RECORD EXTRACTS —
*** Block opens ***
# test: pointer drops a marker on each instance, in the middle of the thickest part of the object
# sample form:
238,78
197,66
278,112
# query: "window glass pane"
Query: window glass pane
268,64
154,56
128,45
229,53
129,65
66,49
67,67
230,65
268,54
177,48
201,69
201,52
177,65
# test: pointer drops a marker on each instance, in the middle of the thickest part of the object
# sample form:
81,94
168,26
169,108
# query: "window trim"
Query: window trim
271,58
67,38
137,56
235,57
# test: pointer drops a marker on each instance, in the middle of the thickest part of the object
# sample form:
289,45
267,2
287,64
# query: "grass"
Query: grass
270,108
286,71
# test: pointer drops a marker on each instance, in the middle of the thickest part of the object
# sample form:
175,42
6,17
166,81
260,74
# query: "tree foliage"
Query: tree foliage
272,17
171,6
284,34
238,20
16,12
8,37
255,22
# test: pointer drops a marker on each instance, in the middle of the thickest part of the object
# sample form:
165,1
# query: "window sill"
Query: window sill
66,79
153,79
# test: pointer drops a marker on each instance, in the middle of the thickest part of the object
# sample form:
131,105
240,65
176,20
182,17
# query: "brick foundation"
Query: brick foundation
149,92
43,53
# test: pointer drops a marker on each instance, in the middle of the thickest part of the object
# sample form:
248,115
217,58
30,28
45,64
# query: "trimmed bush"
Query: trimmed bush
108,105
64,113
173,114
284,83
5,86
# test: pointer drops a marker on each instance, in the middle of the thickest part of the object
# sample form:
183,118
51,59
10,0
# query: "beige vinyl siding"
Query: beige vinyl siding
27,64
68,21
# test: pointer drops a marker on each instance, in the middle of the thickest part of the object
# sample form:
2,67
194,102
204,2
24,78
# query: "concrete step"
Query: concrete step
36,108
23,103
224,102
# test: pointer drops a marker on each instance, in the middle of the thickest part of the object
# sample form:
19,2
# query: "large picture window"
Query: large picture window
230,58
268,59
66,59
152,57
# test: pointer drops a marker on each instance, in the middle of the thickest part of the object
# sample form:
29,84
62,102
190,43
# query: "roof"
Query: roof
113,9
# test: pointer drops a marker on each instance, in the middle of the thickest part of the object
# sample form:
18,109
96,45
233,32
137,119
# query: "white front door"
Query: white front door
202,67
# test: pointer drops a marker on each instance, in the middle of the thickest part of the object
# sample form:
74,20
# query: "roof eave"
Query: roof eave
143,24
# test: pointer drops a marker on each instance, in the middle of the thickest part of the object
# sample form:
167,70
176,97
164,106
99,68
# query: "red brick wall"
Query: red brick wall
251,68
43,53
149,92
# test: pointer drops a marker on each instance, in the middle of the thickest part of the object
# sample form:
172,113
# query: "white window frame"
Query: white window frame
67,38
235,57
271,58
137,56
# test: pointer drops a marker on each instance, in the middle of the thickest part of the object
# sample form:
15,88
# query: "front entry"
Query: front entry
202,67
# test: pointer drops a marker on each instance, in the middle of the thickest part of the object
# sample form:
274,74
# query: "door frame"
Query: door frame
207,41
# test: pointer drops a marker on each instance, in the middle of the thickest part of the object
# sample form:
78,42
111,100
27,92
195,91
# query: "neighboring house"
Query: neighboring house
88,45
*** Block closes ***
THE PROBLEM — For this exercise, all the data must be repeated exactly.

TASK SOLUTION —
# test: pointer drops a marker on each instance, in the middle of the thickest part of the object
# sample form:
238,78
197,66
278,112
# query: "window glass pane"
Query: window glass pane
268,64
154,56
128,45
229,53
129,65
66,49
67,67
230,65
268,54
177,48
201,69
201,52
177,65
# test: pointer drops a marker on each instance, in the middle of the thickest part of the object
# sample form:
81,94
168,26
169,108
# query: "window trim"
Query: window trim
271,58
67,38
137,56
235,57
# test: pointer drops a marker on each instance, in the middle of the thickest part of the object
# sample form:
289,45
267,2
287,64
# query: "grass"
Query: grass
270,108
286,71
# test: pointer drops a marker on each instance, in the middle of the thickest part of the object
# sample form:
175,42
6,17
166,81
260,74
# query: "tree foliage"
Query: tree foliage
272,17
171,6
284,34
238,20
16,12
8,37
255,22
# test: pointer drops a marker on each instance, in the middle of the thickest part of the object
# sample form:
165,1
# query: "window sill"
Query: window sill
66,79
153,79
# test: pointer drops a marker on each instance, in the middle of the thickest part of the object
# sample form:
131,105
240,65
176,20
182,17
# query: "brick foundation"
Query: brick foundation
149,92
43,53
# test: pointer drops a marker on each instance, in the middle of the thickest part of the object
# sample form:
248,115
217,58
30,28
45,64
# query: "trimmed bush"
Query: trimmed bush
108,105
64,113
173,114
284,83
5,86
# test: pointer drops a marker on each instance, in the middle of the thickest part of the object
# sample form:
183,118
51,59
10,0
# query: "beige vinyl siding"
Query: beige vinyl siding
27,64
68,21
# test: pointer drops a marker on each instance, in the middle of the thickest part of the object
# sample form:
2,67
194,102
204,2
24,78
# query: "concrete step"
Query: concrete step
36,108
23,103
224,102
# test: pointer drops a marker on each instance, in the middle of the thickest part of the object
# sample form:
19,2
# query: "large picture window"
Query: large picture window
230,58
268,59
66,59
152,57
# test: pointer drops a marker on each instance, in the middle of the thickest part of the object
# sample form:
29,84
62,102
190,43
# query: "roof"
Query: roof
113,9
# test: pointer drops a marker on each instance, in the middle of the thickest part of the object
# sample form:
18,109
96,45
233,32
137,119
# query: "white front door"
Query: white front door
202,67
# test: pointer drops a marker on each instance, in the middle of the thickest part of the object
# sample form:
74,20
# query: "roof eave"
Query: roof eave
143,24
# test: pointer drops a marker on each instance, in the middle of the thickest part of the object
# sample form:
167,70
176,97
164,106
99,68
# query: "red brick wall"
Query: red brick wall
251,68
43,53
149,92
# test: pointer drops a marker on each instance, in the middle of the thickest part of the object
# sample form:
172,113
# query: "white window frame"
Query: white window frame
67,38
235,57
271,58
137,56
# test: pointer drops a marker on each instance, in the middle of the thickest part of the object
# sample form:
15,88
# query: "front entry"
Query: front entry
202,67
# test: pointer drops a marker on each instance, in the middle of the thickest part of the object
# sample form:
274,74
# query: "door frame"
Query: door frame
207,41
# test: pointer drops a marker on each instance, in the middle of the thickest part of the object
# sample form:
78,42
111,100
27,92
195,91
# query: "neighboring house"
Query: neighboring house
88,45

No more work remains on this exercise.